** Opening DATA TO EXAMINE block **
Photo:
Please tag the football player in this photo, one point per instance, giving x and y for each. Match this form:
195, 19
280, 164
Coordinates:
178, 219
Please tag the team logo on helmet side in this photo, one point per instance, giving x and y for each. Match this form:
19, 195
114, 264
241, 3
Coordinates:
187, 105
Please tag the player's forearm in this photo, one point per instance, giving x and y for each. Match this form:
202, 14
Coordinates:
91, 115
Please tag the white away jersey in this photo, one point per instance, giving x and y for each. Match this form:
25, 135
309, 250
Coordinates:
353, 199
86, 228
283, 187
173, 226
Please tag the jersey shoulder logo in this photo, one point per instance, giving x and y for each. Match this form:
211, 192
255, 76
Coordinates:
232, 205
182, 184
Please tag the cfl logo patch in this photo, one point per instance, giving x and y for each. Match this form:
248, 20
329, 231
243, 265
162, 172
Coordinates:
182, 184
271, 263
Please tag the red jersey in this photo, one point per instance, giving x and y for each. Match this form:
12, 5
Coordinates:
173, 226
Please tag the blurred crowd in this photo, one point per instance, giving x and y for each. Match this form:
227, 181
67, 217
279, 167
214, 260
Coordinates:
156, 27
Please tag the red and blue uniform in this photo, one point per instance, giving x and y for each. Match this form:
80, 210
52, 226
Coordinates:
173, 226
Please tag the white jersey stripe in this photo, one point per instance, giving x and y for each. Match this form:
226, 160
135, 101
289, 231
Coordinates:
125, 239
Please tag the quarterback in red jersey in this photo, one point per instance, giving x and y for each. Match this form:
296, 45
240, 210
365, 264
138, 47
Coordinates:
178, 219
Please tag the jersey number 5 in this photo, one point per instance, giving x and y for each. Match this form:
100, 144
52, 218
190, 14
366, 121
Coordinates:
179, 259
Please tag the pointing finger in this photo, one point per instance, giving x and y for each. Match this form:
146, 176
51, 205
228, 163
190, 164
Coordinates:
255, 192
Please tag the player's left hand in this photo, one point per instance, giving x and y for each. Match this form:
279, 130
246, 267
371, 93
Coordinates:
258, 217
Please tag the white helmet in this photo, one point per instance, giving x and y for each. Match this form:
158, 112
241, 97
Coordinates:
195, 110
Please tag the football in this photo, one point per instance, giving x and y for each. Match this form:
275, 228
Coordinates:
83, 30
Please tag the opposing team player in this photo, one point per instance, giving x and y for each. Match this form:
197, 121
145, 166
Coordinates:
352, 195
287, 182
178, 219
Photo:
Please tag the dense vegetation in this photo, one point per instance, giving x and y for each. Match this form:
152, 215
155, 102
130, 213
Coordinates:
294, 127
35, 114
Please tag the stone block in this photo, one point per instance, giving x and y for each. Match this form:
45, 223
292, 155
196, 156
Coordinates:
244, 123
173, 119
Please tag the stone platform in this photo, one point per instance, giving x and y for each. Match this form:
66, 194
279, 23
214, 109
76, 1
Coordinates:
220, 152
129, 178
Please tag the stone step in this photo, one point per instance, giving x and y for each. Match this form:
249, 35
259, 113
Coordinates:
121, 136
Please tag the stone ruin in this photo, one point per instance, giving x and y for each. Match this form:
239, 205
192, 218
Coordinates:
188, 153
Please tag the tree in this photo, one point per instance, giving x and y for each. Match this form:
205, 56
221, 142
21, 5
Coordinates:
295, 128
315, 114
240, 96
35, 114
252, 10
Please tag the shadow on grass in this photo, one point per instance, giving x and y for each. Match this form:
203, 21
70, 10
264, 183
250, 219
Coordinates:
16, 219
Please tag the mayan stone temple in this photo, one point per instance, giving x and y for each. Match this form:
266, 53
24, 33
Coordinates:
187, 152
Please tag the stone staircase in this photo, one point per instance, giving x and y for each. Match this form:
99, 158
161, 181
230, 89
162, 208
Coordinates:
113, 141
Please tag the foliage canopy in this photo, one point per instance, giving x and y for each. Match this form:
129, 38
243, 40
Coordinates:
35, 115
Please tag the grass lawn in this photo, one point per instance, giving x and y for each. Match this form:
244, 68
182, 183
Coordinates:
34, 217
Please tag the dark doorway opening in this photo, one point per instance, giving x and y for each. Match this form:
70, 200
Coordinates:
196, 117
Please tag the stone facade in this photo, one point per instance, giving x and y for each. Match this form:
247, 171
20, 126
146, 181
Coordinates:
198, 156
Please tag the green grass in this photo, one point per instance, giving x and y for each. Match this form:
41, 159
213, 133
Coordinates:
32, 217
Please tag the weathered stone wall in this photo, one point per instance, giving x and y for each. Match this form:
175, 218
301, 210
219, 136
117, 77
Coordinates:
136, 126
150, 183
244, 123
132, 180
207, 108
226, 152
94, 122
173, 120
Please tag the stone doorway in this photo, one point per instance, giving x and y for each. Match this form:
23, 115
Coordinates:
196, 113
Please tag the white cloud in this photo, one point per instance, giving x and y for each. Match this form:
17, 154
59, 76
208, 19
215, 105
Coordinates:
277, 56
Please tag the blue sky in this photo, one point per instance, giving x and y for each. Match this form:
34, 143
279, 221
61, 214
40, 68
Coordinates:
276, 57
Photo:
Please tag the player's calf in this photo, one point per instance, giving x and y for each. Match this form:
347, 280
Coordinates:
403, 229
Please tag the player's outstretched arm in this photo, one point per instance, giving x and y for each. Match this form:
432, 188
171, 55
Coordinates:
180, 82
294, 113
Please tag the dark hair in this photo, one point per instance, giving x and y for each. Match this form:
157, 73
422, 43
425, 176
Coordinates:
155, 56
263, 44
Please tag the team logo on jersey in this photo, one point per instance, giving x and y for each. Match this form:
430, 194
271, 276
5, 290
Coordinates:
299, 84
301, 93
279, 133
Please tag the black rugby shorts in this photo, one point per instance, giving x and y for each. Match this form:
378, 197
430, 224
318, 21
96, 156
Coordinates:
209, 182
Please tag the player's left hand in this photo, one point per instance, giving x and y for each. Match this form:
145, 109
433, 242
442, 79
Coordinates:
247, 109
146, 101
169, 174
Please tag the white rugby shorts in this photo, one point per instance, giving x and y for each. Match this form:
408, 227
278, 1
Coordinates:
** Closing DATA TO EXAMINE block **
Print every line from the one that contains "Please tag the white rugby" to the end of the records, exactly as written, and nothing more.

Please tag the white rugby shorts in this photo, one point per instance, giving x and y for each. Match this form:
408, 227
278, 1
Coordinates:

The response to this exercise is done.